• [EXERCISE TEXT]:
== Segment start ==
Getting Unstuck

by September 18, 2004

Thanks to recent travels, I got Unstuck via Keith Yamashita and Sandra Spataro’s succinct and well-designed book. Through a recognition of being stuck, an application of systems thinking, an analysis of symptoms, and a set of do it yourself remedies, Unstuck guides teams and individuals towards success.

“Now, go forward by zooming out. Once you see the bigger picture, the actions you need to take become clear. To succeed as a leader (or an individual), you need to unify the fundamental parts of an organization:

  • Your purpose –the driving ambition that shapes what you aspire to achieve and work collectively to make a reality.
  • Your strategy –the smart way to go about achieving your purpose.
  • Your purpose and the way they interact –the people that are assembled –and rallied- to execute the strategy.
  • Your structure and process –how the team is structured –who makes decisions, and the formal process by which team collaborates to get the job done.
  • Your metrics and awards –the activities and actions that get measured as indicators of whether your team or organization is delivering on its purpose.
  • Your cultures –the largely unwritten set of rules that govern behavior.

Many of Unstuck’s remedies focus on the power of words (written and owned), the creation of artifacts, and the improvement of processes. A few examples:

  • Give the movement a name. Names carry a story with them. A name for your movement can help carry it from person to person, from stakeholder to stakeholder.
== Segment end ==
• [TASK ITEM]: Continue the piece about the book Unstuck, starting after its final line.

• [INFORMATION GIVEN]:
== Segment start ==
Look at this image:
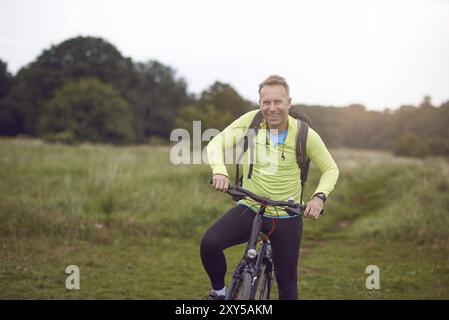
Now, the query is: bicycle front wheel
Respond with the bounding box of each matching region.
[253,263,273,300]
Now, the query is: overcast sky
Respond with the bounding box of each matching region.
[0,0,449,110]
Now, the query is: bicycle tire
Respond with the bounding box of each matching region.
[251,262,273,300]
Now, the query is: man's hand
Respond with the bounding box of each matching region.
[212,174,229,192]
[304,197,324,220]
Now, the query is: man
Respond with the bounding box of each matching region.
[201,75,339,299]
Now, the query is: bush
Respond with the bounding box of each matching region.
[39,78,134,144]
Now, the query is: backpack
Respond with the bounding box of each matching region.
[235,111,310,203]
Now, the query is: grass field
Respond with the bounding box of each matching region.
[0,139,449,299]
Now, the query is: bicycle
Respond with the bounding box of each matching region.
[220,185,304,300]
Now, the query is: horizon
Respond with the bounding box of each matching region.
[0,0,449,111]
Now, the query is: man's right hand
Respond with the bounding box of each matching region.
[212,174,229,192]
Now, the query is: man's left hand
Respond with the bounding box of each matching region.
[304,197,324,220]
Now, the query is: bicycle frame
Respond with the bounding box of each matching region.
[226,205,272,300]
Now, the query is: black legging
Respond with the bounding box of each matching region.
[201,205,302,300]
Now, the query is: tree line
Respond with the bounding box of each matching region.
[0,37,449,156]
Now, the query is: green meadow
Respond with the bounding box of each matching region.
[0,139,449,299]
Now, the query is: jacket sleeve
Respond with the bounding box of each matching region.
[307,128,339,197]
[207,110,258,177]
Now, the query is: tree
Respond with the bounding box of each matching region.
[131,60,192,139]
[0,59,12,100]
[0,60,17,135]
[199,81,254,118]
[38,78,134,144]
[3,37,132,135]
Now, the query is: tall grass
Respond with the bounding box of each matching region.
[0,139,449,299]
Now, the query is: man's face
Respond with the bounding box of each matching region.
[259,84,292,130]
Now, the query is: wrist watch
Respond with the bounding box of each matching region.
[313,192,327,203]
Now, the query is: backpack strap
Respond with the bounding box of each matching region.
[235,111,263,186]
[296,119,310,203]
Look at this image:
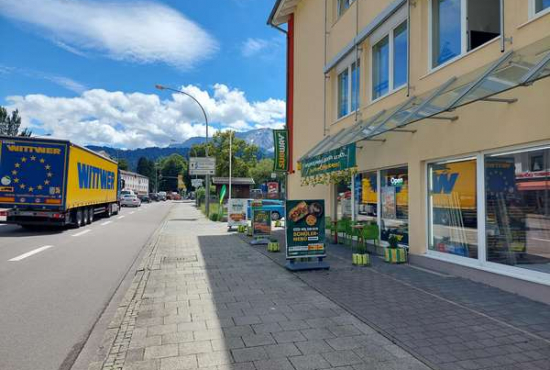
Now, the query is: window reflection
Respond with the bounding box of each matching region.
[432,0,462,67]
[485,148,550,273]
[355,171,378,223]
[428,159,478,258]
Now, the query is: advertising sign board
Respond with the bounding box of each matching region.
[189,157,216,175]
[191,179,203,188]
[227,198,248,228]
[267,181,279,199]
[286,199,326,259]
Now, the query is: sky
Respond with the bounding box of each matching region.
[0,0,286,149]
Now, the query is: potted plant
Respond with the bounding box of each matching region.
[351,244,370,266]
[384,235,407,263]
[267,238,281,252]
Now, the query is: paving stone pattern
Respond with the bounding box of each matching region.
[97,203,429,370]
[255,233,550,370]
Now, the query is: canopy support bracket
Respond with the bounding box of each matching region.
[480,98,518,104]
[425,116,458,122]
[360,139,386,143]
[390,128,417,134]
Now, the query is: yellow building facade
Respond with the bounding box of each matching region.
[269,0,550,291]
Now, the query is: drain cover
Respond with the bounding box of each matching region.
[162,255,197,263]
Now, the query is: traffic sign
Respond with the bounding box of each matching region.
[191,179,203,189]
[189,157,216,175]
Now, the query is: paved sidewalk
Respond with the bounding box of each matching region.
[258,231,550,370]
[89,204,428,370]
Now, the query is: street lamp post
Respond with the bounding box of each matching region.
[155,85,215,217]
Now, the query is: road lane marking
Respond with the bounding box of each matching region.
[71,229,92,236]
[8,245,53,262]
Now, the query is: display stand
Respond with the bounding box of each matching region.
[285,257,330,271]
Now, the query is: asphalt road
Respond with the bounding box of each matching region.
[0,202,175,370]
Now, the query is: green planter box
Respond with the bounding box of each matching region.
== Segment end ==
• [TASK RESULT]:
  • Put your idea down in words. Great leaders place great importance on writing down their vision, their idea, their central driving purpose –and then sharing them with others. Favor plainspeak over breathy bravado.
  • Have a moonshot. A clearly expressed purpose gives your team the clarity to act and the passion to whether downturnsNow back it out: step by step, how will you get there?
  • Before any idea can become brilliant, it must first be heard. Writing induces clarity. Clarity induces action.
  • Control the language. Control the debate. Words frame thoughts. Thoughts express connections.
  • Invent a prototype of the end state. Rather than spend all your time debating about where your journey will lead, form a prototype of the destination.
  • Write a headline for the future. Futurecast. Project out a few months, years, even decades to see a different view of the challenges ahead."